ENUNCIADO DO PROBLEMA 1: Atualize as entradas do intervalo que vai da linha que contém "Can you find the bus side" até a linha que contém "pixel 39 24", trocando "instance" por "occurrence" e mantendo todo o resto inalterado.

Tinha acabado de acordar de um sono do qual não era para acordar. Do qual ninguém acorda assim... facilmente!

18 comentários:

rogério disse...
Este comentário foi removido pelo autor.
antonio ganhão disse...

Fiquei um pouco perdido. Vou ter que reler...

Cris disse...

Ai, Fá, isto não se faz! Deixar a gente assim com o coração nas mãos! Palpita-me que vai acabar bem! Será?
Aguardo ansiosa pelas cenas do próximo episódio. Mais um momento de excelente escrita.
Beijinhos.

Luna disse...

que será que existe nesse caminho, entre a vida e a morte?
bjs

Anónimo disse...

Estou a adorar o decorrer da história. Mais. Quando dei por mim estava submerso na sua escrita a sentir, não... A viver! como se comigo fosse, a angústia de uma criança perdida.
Não tenho pretensões de lhe pedir uma certa direcção no seu conto. Apenas peço: Não pare de escrever.
Saudações.

Anónimo disse...

Já agora, e se me permite utilizar o seu blogue como meio de comunicação, quero mandar um abraço ao Rogério.
Roger, como as pessoas que estão ao nosso lado, e de quem assumimos que tudo sabemos, são capazes de nos surpreender. Visitei o teu blogue e senti que passei a conhecer parte de ti que pessoalmente me passou ao lado. Desculpa não ter visto o teu interior. Desculpa ter-te pedido tantas vezes para passares a bola quando estava sozinho em frente à baliza!

MATERIAL A PROCESSAR:

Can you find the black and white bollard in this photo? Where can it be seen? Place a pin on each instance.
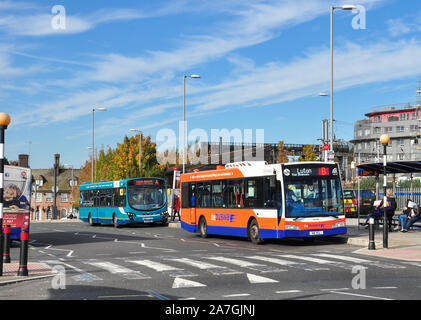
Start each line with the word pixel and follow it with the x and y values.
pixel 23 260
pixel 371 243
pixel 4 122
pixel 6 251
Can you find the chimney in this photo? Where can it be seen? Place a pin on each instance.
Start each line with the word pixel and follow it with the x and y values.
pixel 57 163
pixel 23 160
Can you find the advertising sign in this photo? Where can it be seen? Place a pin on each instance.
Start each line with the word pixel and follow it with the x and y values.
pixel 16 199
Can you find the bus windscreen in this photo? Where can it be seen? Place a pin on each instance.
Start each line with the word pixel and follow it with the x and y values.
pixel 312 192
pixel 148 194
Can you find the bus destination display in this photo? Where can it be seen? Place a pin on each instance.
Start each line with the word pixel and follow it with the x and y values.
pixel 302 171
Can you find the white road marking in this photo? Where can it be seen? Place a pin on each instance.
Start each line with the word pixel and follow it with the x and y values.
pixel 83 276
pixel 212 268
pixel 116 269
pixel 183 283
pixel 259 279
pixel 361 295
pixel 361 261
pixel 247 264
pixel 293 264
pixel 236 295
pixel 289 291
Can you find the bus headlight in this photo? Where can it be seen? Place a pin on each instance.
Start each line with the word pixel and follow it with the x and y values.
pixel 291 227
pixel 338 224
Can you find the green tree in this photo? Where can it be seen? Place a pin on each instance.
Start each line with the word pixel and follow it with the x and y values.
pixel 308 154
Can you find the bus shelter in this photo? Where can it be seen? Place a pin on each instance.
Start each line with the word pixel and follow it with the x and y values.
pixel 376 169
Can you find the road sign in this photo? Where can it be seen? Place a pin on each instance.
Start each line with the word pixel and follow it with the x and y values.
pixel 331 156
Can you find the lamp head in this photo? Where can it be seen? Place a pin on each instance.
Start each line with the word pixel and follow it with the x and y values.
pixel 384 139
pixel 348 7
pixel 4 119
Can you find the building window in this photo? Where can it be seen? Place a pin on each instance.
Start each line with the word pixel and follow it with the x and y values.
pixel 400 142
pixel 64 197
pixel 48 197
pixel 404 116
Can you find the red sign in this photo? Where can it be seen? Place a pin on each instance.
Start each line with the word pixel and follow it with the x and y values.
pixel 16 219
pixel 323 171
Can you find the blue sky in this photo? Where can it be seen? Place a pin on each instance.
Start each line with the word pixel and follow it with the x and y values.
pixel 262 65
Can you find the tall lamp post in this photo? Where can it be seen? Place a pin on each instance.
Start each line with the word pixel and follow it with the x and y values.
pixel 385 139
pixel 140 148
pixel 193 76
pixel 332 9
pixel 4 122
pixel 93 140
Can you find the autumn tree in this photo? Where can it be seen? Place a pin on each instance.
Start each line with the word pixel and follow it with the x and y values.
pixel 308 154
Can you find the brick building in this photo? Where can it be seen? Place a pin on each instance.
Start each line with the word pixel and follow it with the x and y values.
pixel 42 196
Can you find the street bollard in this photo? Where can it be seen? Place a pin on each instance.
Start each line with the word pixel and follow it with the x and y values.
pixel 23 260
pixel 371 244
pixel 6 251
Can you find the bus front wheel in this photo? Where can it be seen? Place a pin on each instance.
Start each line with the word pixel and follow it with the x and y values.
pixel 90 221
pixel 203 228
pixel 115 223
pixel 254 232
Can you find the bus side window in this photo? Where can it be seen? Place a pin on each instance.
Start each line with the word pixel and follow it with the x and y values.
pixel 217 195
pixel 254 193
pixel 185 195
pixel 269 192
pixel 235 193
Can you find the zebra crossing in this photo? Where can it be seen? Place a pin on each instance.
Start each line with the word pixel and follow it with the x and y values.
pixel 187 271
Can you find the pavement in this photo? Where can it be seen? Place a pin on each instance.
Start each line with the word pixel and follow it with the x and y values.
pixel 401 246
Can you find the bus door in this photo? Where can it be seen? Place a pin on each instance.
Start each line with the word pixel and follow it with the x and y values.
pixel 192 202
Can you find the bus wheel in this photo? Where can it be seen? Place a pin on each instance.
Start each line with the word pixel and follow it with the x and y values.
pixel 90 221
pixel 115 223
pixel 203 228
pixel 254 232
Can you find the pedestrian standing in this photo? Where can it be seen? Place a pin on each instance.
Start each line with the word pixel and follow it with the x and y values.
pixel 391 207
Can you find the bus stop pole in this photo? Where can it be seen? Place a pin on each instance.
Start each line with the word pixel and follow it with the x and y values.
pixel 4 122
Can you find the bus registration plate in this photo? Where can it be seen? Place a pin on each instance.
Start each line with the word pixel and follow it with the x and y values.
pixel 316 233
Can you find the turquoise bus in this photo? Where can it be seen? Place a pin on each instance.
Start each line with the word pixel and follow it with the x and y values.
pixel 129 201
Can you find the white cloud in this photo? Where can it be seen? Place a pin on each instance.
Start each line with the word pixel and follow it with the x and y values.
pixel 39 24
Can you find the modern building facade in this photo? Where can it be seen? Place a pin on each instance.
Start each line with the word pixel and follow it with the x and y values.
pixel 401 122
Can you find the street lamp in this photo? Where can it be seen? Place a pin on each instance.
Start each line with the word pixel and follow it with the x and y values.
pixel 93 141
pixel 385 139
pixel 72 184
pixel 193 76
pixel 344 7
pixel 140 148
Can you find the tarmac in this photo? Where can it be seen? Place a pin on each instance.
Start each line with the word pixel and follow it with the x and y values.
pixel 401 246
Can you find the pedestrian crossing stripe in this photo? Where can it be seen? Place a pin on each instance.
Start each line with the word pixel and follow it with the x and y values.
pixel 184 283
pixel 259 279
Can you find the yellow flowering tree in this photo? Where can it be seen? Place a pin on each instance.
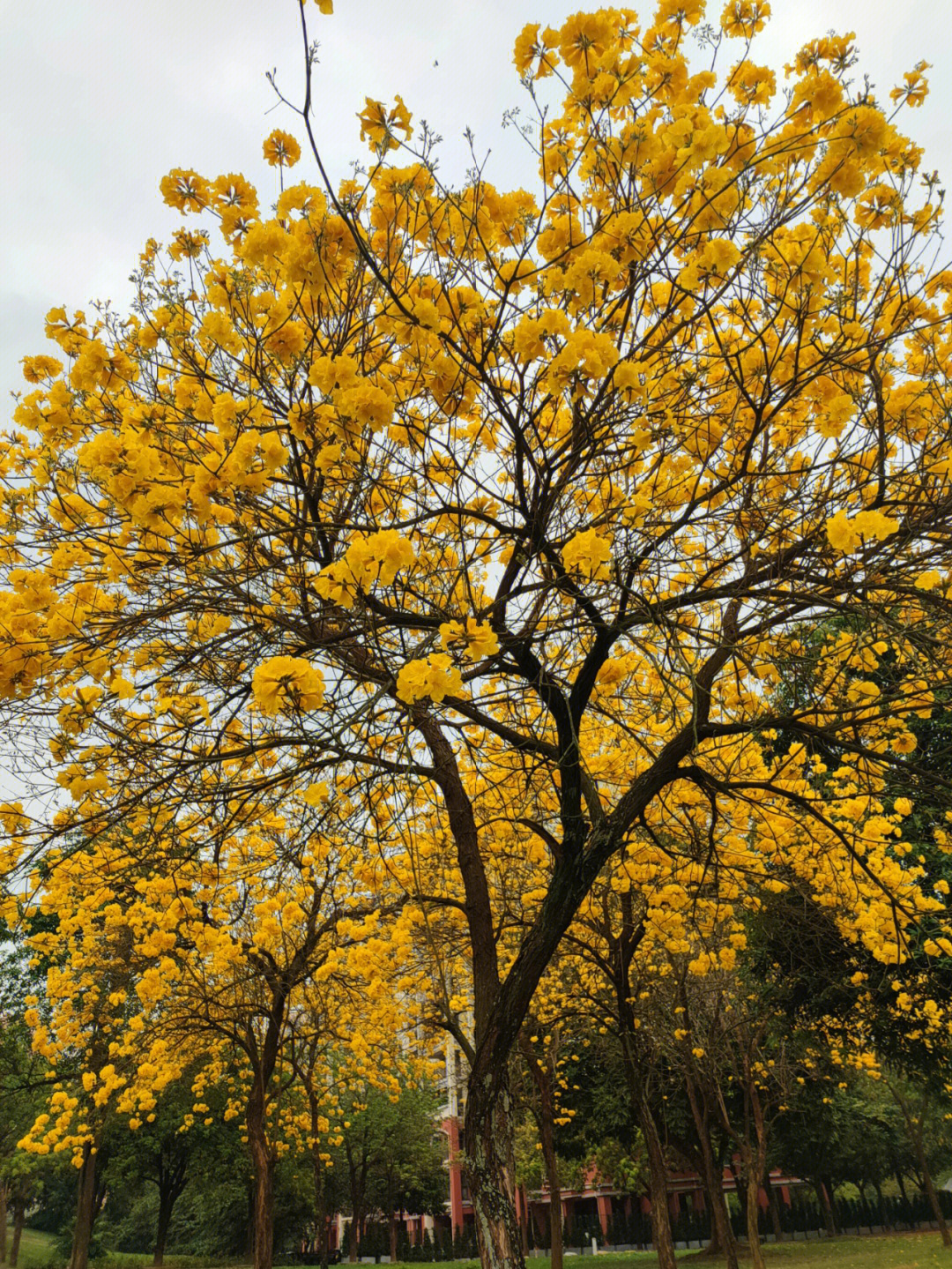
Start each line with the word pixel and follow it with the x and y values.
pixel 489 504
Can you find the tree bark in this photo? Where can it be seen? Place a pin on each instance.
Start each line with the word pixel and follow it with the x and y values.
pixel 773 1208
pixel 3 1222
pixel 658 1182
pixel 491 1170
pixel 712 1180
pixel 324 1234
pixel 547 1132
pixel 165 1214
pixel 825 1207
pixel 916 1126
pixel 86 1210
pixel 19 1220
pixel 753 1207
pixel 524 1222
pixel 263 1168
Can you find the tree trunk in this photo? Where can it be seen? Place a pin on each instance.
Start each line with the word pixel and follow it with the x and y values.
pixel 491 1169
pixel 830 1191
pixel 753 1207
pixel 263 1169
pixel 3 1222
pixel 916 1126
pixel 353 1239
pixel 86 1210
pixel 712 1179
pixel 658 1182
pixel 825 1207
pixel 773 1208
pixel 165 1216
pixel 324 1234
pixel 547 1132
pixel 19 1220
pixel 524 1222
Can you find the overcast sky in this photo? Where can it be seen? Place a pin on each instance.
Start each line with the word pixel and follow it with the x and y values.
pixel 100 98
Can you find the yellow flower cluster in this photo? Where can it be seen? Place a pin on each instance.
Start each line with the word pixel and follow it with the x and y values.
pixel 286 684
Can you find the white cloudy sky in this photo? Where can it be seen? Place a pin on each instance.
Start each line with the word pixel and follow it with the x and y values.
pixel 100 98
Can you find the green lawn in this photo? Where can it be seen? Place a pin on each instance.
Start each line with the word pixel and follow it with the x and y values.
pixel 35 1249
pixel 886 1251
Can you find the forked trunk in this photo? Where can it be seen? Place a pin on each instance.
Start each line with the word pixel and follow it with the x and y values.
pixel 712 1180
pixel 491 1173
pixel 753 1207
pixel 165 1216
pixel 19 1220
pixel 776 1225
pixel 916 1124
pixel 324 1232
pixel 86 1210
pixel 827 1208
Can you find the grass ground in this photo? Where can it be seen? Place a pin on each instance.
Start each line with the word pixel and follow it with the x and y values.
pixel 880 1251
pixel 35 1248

ENUNCIADO DO PROBLEMA 2: Transcreva fielmente, do excerto da página, a passagem que vai de "Ai, Fá, isto" até "uma criança perdida.".

RESULTADO CORRETO 1:
Can you find the bus side window in this photo? Where can it be seen? Place a pin on each occurrence.
Start each line with the word pixel and follow it with the x and y values.
pixel 217 195
pixel 254 193
pixel 185 195
pixel 269 192
pixel 235 193
Can you find the zebra crossing in this photo? Where can it be seen? Place a pin on each occurrence.
Start each line with the word pixel and follow it with the x and y values.
pixel 187 271
Can you find the pavement in this photo? Where can it be seen? Place a pin on each occurrence.
Start each line with the word pixel and follow it with the x and y values.
pixel 401 246
Can you find the bus door in this photo? Where can it be seen? Place a pin on each occurrence.
Start each line with the word pixel and follow it with the x and y values.
pixel 192 202
Can you find the bus wheel in this photo? Where can it be seen? Place a pin on each occurrence.
Start each line with the word pixel and follow it with the x and y values.
pixel 90 221
pixel 115 223
pixel 203 228
pixel 254 232
Can you find the pedestrian standing in this photo? Where can it be seen? Place a pin on each occurrence.
Start each line with the word pixel and follow it with the x and y values.
pixel 391 207
Can you find the bus stop pole in this photo? Where can it be seen? Place a pin on each occurrence.
Start each line with the word pixel and follow it with the x and y values.
pixel 4 122
Can you find the bus registration plate in this photo? Where can it be seen? Place a pin on each occurrence.
Start each line with the word pixel and follow it with the x and y values.
pixel 316 233
Can you find the turquoise bus in this photo? Where can it be seen? Place a pin on each occurrence.
Start each line with the word pixel and follow it with the x and y values.
pixel 129 201
Can you find the white cloud in this photo? Where can it be seen? Place a pin on each occurrence.
Start each line with the word pixel and follow it with the x and y values.
pixel 39 24

RESULTADO CORRETO 2:
Ai, Fá, isto não se faz! Deixar a gente assim com o coração nas mãos! Palpita-me que vai acabar bem! Será?
Aguardo ansiosa pelas cenas do próximo episódio. Mais um momento de excelente escrita.
Beijinhos.

Luna disse...

que será que existe nesse caminho, entre a vida e a morte?
bjs

Anónimo disse...

Estou a adorar o decorrer da história. Mais. Quando dei por mim estava submerso na sua escrita a sentir, não... A viver! como se comigo fosse, a angústia de uma criança perdida.